▶ REQUEST
In the piece on gifts from children, rewrite the part that opens with the words "If you’re only" and closes with "twenty years ago.", putting "sign" in place of "plaque".

▶ DOCUMENT
Gifts from Children Create Special Memories
Anyone who knows me well can confirm that I am a sentimental person. I save objects that have intrinsic value for me. These include not only hundreds of photographs collected throughout my lifetime, but handmade gifts from my children, grandchildren and, now, great-grandchildren, as well as other special people.
If you’re only comfortable in a minimalist environment with sleek empty surfaces and mostly bare walls, you wouldn’t want to visit me. All of these “things” I display may look like clutter to some, but to me they’re memories. I don’t mind dusting an object that’s attached to a special remembrance and feeling. Sometimes I wish I’d lived in the same big house with an attic all my life. I’m sure that, by now, the attic would be full of “kept treasures.”
Recently, my eyes fell on a wooden plaque hanging over the guest bathroom’s outer doorknob. Its message: “I’ll be out in a minute.” A raised resin teddy bear sits at the bottom of the hanger. The bear was glued back onto the plaque after coming loose when it fell on the floor one day. Luckily, it didn’t break and looks much the same as it did when it was given to me more than twenty years ago.

▶ RECORDS SHOWN

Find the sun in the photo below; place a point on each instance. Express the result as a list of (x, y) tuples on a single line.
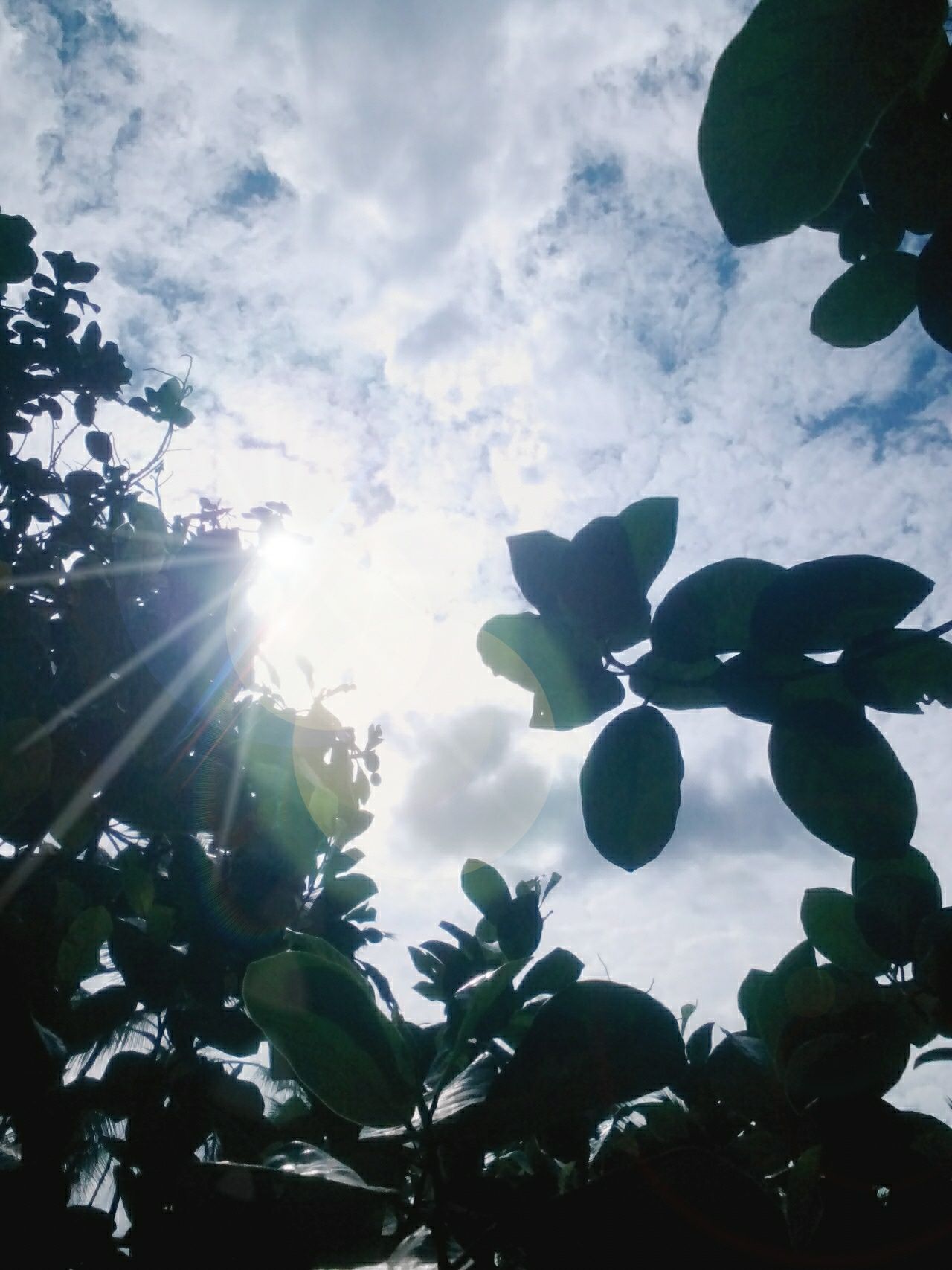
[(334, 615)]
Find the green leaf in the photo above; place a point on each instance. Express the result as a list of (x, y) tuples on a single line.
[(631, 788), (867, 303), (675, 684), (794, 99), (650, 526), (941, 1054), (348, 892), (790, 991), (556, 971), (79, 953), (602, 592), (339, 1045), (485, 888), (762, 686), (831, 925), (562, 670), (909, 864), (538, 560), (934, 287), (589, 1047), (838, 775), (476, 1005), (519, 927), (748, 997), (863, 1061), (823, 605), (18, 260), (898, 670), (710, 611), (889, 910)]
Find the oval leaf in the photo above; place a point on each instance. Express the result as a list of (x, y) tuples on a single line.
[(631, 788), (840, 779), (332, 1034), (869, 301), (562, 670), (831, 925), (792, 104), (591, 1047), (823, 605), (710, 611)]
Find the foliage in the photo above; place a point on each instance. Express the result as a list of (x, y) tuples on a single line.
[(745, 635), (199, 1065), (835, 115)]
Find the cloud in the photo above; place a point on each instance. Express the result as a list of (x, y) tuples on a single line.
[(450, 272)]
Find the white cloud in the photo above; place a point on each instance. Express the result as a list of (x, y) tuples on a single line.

▶ RESPONSE BELOW
If you’re only comfortable in a minimalist environment with sleek empty surfaces and mostly bare walls, you wouldn’t want to visit me. All of these “things” I display may look like clutter to some, but to me they’re memories. I don’t mind dusting an object that’s attached to a special remembrance and feeling. Sometimes I wish I’d lived in the same big house with an attic all my life. I’m sure that, by now, the attic would be full of “kept treasures.”
Recently, my eyes fell on a wooden sign hanging over the guest bathroom’s outer doorknob. Its message: “I’ll be out in a minute.” A raised resin teddy bear sits at the bottom of the hanger. The bear was glued back onto the sign after coming loose when it fell on the floor one day. Luckily, it didn’t break and looks much the same as it did when it was given to me more than twenty years ago.